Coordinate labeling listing
^^^^^^^^

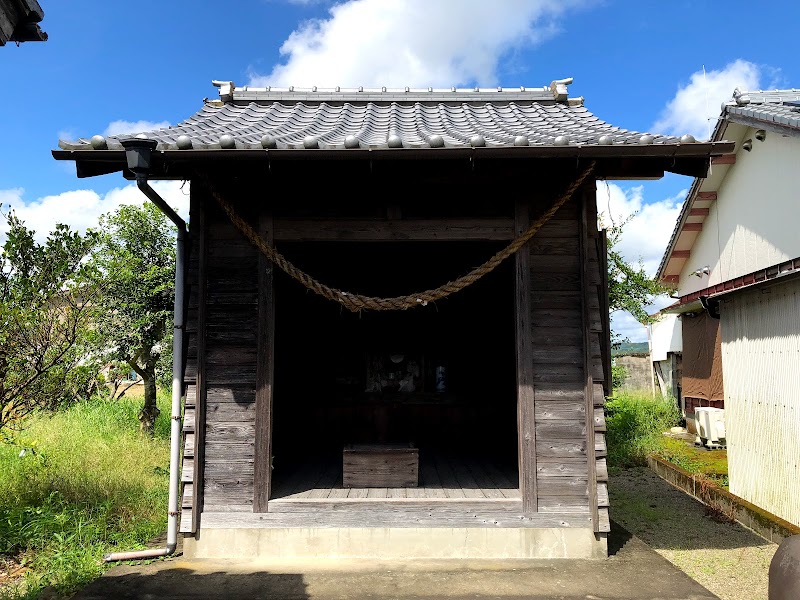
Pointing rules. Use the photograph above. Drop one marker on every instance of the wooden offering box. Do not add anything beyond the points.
(380, 465)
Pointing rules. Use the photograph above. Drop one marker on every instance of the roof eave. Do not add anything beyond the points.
(672, 157)
(717, 137)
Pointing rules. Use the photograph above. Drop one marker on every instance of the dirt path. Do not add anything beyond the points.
(729, 560)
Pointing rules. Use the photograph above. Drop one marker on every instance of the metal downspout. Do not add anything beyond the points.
(177, 372)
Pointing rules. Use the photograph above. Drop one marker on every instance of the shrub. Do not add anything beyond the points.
(76, 484)
(635, 423)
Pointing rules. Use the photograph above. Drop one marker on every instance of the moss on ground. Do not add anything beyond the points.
(712, 464)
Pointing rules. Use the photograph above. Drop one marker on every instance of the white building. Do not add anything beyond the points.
(734, 259)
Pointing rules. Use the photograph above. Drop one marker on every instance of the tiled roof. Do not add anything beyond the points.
(781, 107)
(256, 118)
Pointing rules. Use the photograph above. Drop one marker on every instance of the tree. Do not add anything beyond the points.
(45, 304)
(630, 288)
(135, 262)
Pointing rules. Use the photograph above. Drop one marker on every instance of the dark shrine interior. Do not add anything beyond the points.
(442, 376)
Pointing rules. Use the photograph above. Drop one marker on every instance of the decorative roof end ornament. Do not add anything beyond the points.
(225, 89)
(559, 89)
(740, 97)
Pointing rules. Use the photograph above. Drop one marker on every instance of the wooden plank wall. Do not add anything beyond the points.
(189, 464)
(598, 358)
(559, 357)
(223, 315)
(219, 418)
(230, 365)
(556, 316)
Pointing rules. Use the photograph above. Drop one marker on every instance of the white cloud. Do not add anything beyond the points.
(81, 209)
(120, 127)
(644, 238)
(696, 105)
(412, 42)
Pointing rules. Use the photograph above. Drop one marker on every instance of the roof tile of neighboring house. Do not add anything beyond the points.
(778, 109)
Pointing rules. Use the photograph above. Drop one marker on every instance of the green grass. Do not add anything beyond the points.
(77, 484)
(636, 422)
(712, 464)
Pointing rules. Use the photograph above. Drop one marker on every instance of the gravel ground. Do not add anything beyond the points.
(729, 560)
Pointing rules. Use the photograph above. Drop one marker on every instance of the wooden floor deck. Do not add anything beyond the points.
(440, 477)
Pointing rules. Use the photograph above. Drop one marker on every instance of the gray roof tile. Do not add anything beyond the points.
(769, 106)
(373, 116)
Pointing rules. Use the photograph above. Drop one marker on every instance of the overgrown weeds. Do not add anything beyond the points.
(77, 484)
(636, 422)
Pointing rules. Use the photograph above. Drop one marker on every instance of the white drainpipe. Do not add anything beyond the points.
(138, 152)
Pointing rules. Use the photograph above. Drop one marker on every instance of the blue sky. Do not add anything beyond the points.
(637, 63)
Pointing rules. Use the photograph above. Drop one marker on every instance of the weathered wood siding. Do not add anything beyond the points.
(559, 288)
(567, 296)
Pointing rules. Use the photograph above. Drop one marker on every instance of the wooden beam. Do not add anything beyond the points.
(525, 396)
(411, 230)
(725, 159)
(265, 369)
(707, 196)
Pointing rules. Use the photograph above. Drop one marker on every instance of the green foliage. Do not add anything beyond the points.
(77, 484)
(45, 299)
(712, 464)
(630, 288)
(135, 263)
(636, 423)
(618, 375)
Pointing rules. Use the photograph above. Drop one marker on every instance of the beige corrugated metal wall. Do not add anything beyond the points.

^^^^^^^^

What to work on: Set out every line of the listing above as a numbered list, omitting any blank lines. Leave the pictures out of the answer.

Written response:
1. Pointing rules. Use the photograph above. Drop one marker on every instance of the wooden offering box. Do not add anything beyond the points.
2. (380, 465)
3. Pointing rules. Use the photograph above. Drop one marker on every instance of the roof eave. Do not add anything beyond the points.
4. (672, 157)
5. (717, 137)
6. Pointing rules. Use the photograph above. Drop one marker on every instance of the dirt path. Do not add anything beyond the points.
7. (729, 560)
8. Pointing rules. Use the photograph above. Drop one marker on every instance of the metal downspout. Do not add anything beyond the points.
9. (177, 372)
10. Pointing rules. Use the photograph above. Drop one marker on every instance of the shrub. Do not add anything beyond the points.
11. (76, 484)
12. (635, 423)
13. Pointing rules. Use the photograph above. Drop one marker on every instance of the moss on ground. Do not add anything beyond the points.
14. (712, 464)
15. Pointing rules. Use the photograph above. Drop one marker on every instance of the white building. Do not add anything beyond the points.
16. (734, 259)
17. Pointing rules. Use the photograph above. Drop one marker on every instance of the tiled roof. Do not add anything beyond the points.
18. (781, 107)
19. (256, 118)
20. Pointing rules. Use the photograph above. Drop one marker on every instance of the tree. Do not add anything beyond the points.
21. (45, 304)
22. (630, 288)
23. (135, 262)
24. Pointing rules. Use the photograph above. Drop one marker on every instance of the dark shrine interior. Do not add anything beyond the points.
25. (442, 376)
26. Pointing rules. Use the photograph above. Drop one marker on every instance of the decorative roof end ornament. Do not add anything beyond the points.
27. (225, 89)
28. (559, 89)
29. (740, 97)
30. Pointing rules. Use the photograph above. Drop one marker on every instance of the wooden plank wall. Do not add anything beyond the points.
31. (189, 464)
32. (598, 358)
33. (559, 357)
34. (223, 315)
35. (219, 418)
36. (230, 365)
37. (556, 316)
38. Pointing rules. Use the photograph above. Drop one marker on every instance of the white cloud. Do not add anything beyond the points.
39. (81, 209)
40. (120, 127)
41. (644, 238)
42. (696, 105)
43. (412, 42)
44. Pointing rules. Use the photograph above. Drop one marker on every instance of the roof tile of neighboring house. Do not add anything beyond the points.
45. (778, 109)
46. Pointing rules. Use the photograph above. Drop one marker on every instance of the green grass. Do not add anything beyond the points.
47. (77, 484)
48. (636, 422)
49. (712, 464)
50. Pointing rules. Use the photograph above. Drop one marker on every instance of the gravel ground. Do not add anything beyond the points.
51. (729, 560)
52. Pointing rules. Use the photograph above. Drop one marker on every instance of the wooden floor deck. Do not add anything beyond the points.
53. (440, 477)
54. Pointing rules. Use the photograph above. Drop one marker on every instance of the gray roof tile. Do not add anything beyond the points.
55. (769, 106)
56. (373, 116)
57. Pointing rules. Use the photograph above. Drop one marker on every instance of the overgrown weeds. Do not add anything beyond the points.
58. (77, 484)
59. (636, 422)
60. Pointing rules. Use the photograph above. Drop one marker on every instance of the white drainpipe. Do not add anything beyond the points.
61. (138, 152)
62. Pointing rules. Use the photograph above. Drop one marker on every instance of the blue sky. Do not add anything beyond the points.
63. (637, 63)
64. Pointing rules. Use the photograph above. Drop one marker on every instance of the weathered wood siding. Do not add anything beyond the points.
65. (559, 288)
66. (567, 296)
67. Pointing rules. Use the photograph above. Drop one marker on every instance of the wooden beam. Do not add anything beyond the points.
68. (525, 396)
69. (411, 230)
70. (725, 159)
71. (265, 369)
72. (707, 196)
73. Pointing rules. Use the photograph above. Drop one marker on every instance of the green foliage. Do not add anything beyond the points.
74. (77, 484)
75. (45, 299)
76. (712, 464)
77. (630, 288)
78. (135, 263)
79. (636, 423)
80. (618, 375)
81. Pointing rules. Use the photograph above. Drop one marker on every instance of the beige corrugated metal wall. Do not add anything beyond the points.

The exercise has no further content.